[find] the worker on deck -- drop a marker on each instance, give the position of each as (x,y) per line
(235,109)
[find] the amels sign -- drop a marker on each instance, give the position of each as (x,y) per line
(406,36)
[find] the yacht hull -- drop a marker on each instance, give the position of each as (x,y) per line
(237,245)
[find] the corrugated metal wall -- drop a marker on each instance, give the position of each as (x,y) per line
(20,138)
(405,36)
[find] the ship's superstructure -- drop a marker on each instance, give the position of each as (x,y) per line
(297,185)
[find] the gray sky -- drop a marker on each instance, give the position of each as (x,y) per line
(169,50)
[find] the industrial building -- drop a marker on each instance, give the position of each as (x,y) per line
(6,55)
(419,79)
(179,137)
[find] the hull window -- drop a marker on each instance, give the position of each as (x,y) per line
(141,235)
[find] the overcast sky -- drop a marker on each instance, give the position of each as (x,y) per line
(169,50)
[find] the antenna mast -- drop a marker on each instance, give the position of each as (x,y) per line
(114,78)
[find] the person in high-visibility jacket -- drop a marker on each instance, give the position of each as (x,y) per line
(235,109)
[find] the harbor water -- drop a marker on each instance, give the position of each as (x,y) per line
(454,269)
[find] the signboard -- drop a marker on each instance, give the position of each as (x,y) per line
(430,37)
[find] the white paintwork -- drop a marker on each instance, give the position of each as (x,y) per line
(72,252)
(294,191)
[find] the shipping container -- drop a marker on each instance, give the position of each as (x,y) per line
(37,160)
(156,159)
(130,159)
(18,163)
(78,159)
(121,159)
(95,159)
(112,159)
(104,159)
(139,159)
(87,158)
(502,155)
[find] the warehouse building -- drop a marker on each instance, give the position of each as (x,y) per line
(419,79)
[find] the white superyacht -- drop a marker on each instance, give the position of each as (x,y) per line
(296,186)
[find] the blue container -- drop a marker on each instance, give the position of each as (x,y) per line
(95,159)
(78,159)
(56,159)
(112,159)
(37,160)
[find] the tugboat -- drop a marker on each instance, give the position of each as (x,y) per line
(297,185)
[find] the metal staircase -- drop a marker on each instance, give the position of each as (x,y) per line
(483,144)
---*---
EXERCISE REQUIREMENTS: Give back exactly the lines from the one containing "[find] the harbor" to the end of the material, both ends included.

RESPONSE TO THE TASK:
[find] the harbor water -- drop a marker on each instance, give the position of each as (x,y) per line
(454,269)
[find] the signboard -- drop a marker on each instance, give the position of each as (x,y) per line
(430,37)
[find] the white paintwork -- drop a marker on each instance, give the position of each as (x,y) per line
(72,252)
(294,191)
[find] the shipping container -- drop a marker on each instance, give the position of each as (x,y) per line
(37,160)
(156,159)
(130,159)
(18,163)
(78,159)
(121,159)
(95,159)
(112,159)
(104,159)
(139,159)
(87,158)
(502,155)
[find] the warehouse building -- drop a marker on each instance, give the position of each as (x,y) per line
(419,79)
[find] the white superyacht -- drop a marker on each instance, give the position of each as (x,y) per line
(296,186)
[find] the blue container -- drop a marker on each instance, give the position of each as (x,y) per line
(95,159)
(78,159)
(56,159)
(112,159)
(37,160)
[find] the tugboat -- drop a marker on each instance, give the position of each as (x,y) per line
(297,185)
[find] the metal staircase -- drop a marker on each instance, give the position of each as (x,y) per line
(483,144)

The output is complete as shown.